# TASK INSTRUCTIONS:
For every line of the records below that holds "black", add one. Give only the final total.

# DATASET CONTENT:
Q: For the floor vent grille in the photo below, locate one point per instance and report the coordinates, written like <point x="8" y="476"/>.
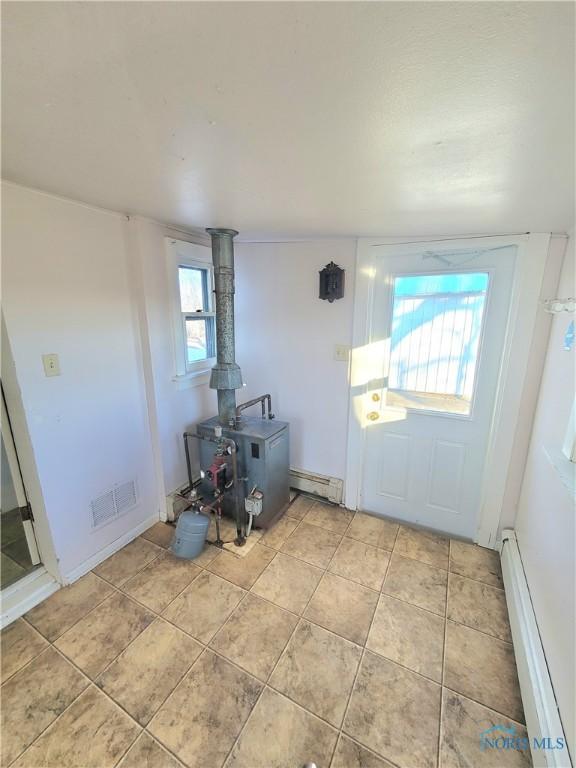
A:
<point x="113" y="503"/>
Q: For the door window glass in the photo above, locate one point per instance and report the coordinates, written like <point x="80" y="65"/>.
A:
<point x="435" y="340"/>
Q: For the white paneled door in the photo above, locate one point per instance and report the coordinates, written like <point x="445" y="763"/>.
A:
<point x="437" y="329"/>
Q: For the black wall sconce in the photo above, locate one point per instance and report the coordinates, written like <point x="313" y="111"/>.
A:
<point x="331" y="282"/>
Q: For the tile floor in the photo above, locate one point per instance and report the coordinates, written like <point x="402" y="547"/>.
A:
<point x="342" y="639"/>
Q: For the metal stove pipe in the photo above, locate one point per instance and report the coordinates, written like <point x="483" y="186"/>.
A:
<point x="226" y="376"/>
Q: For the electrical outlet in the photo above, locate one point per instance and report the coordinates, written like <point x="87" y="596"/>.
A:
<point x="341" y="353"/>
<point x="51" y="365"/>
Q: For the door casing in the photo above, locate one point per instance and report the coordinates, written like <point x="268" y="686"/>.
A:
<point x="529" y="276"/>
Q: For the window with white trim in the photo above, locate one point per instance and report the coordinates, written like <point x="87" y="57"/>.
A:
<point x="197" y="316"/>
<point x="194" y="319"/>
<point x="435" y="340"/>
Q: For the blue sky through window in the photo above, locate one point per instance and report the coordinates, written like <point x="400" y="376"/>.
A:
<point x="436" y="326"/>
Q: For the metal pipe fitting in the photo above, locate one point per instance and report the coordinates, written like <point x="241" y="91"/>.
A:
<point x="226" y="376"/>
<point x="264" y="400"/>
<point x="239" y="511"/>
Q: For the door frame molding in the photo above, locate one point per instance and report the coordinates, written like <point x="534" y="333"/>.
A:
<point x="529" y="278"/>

...

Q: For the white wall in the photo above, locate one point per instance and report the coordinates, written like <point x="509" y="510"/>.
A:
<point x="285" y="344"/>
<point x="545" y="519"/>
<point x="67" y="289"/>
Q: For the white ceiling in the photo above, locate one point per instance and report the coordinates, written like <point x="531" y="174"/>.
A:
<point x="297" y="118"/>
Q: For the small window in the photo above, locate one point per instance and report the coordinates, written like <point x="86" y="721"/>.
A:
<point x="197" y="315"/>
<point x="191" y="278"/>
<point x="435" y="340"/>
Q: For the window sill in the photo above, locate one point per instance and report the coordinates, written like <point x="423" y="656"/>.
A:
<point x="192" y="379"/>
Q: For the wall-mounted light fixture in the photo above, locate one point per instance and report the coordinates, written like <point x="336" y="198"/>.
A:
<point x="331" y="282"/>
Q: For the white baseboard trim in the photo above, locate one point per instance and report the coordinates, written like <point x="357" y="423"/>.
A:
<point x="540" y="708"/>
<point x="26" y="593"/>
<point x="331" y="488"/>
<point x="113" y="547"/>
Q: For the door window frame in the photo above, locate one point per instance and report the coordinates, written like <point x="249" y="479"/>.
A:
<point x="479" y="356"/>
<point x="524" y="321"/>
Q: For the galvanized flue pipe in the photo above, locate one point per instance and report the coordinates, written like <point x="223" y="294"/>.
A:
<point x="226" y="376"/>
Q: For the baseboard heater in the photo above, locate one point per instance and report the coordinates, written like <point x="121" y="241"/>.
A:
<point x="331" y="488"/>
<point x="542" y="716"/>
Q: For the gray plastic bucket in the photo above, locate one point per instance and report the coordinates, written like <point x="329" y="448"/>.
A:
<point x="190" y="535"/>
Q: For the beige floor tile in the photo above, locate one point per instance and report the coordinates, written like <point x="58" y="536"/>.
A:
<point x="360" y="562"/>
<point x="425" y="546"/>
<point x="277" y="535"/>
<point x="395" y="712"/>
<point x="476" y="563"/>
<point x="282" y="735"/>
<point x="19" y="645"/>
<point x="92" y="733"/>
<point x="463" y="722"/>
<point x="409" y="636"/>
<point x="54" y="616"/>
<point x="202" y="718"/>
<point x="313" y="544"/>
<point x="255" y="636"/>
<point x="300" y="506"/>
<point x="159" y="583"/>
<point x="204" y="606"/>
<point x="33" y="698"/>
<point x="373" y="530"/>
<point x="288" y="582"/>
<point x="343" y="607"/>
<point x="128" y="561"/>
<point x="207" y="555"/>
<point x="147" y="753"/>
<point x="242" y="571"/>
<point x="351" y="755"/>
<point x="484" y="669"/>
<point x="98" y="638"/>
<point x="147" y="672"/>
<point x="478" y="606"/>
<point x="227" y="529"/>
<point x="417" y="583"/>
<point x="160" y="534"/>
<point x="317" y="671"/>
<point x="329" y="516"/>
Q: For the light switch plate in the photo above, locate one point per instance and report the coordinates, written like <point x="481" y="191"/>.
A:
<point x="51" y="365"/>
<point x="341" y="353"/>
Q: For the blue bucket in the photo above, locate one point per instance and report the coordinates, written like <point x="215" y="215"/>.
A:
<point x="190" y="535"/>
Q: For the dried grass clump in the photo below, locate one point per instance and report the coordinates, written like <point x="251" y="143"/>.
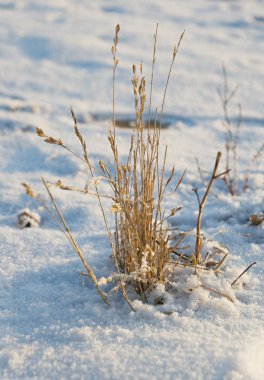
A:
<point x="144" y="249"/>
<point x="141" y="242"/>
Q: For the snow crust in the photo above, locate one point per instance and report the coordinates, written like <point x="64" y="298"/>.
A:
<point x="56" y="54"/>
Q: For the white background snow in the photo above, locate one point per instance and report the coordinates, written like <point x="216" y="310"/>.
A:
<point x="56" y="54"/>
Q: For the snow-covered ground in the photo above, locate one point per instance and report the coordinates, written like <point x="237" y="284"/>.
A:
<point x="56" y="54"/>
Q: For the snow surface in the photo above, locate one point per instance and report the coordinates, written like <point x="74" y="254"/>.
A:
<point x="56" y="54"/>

==

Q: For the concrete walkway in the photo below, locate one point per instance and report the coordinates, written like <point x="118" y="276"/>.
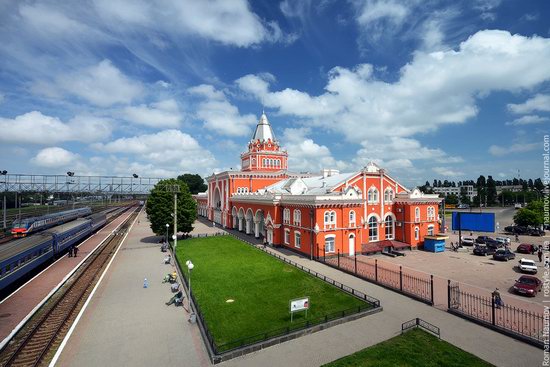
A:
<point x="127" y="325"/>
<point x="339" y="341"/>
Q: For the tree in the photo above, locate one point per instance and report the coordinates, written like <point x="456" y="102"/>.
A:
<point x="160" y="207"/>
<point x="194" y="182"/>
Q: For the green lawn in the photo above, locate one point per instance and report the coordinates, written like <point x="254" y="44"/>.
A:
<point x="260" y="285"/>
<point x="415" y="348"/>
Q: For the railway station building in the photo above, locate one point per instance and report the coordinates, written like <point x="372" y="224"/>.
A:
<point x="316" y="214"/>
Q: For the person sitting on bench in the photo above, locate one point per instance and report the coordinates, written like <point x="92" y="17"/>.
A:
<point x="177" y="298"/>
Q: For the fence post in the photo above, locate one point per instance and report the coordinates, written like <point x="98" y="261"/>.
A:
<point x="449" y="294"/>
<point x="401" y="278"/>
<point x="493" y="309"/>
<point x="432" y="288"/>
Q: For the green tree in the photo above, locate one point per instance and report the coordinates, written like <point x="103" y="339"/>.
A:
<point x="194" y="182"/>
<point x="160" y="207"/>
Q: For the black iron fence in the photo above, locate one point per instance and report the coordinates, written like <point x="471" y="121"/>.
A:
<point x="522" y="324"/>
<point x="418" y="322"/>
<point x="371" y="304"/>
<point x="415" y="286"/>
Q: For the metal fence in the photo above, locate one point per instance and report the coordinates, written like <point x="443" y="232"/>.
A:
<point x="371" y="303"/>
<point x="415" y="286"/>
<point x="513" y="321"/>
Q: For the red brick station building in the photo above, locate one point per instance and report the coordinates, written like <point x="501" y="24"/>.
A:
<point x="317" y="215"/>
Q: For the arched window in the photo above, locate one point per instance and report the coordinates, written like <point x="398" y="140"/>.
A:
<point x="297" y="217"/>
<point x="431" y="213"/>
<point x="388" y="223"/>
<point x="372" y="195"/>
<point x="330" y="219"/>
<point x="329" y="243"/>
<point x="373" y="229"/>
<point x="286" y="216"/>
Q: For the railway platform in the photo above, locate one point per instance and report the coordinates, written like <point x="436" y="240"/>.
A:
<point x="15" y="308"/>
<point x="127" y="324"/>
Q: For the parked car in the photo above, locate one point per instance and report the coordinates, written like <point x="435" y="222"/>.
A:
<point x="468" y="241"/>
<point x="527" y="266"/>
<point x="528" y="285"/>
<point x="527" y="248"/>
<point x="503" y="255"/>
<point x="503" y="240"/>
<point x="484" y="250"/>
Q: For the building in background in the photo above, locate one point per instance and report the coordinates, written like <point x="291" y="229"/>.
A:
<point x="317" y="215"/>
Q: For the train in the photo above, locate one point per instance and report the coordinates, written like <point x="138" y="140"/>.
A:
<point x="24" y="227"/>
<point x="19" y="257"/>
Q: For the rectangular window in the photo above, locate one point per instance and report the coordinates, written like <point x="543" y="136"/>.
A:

# SOLUTION TO THIS EXERCISE:
2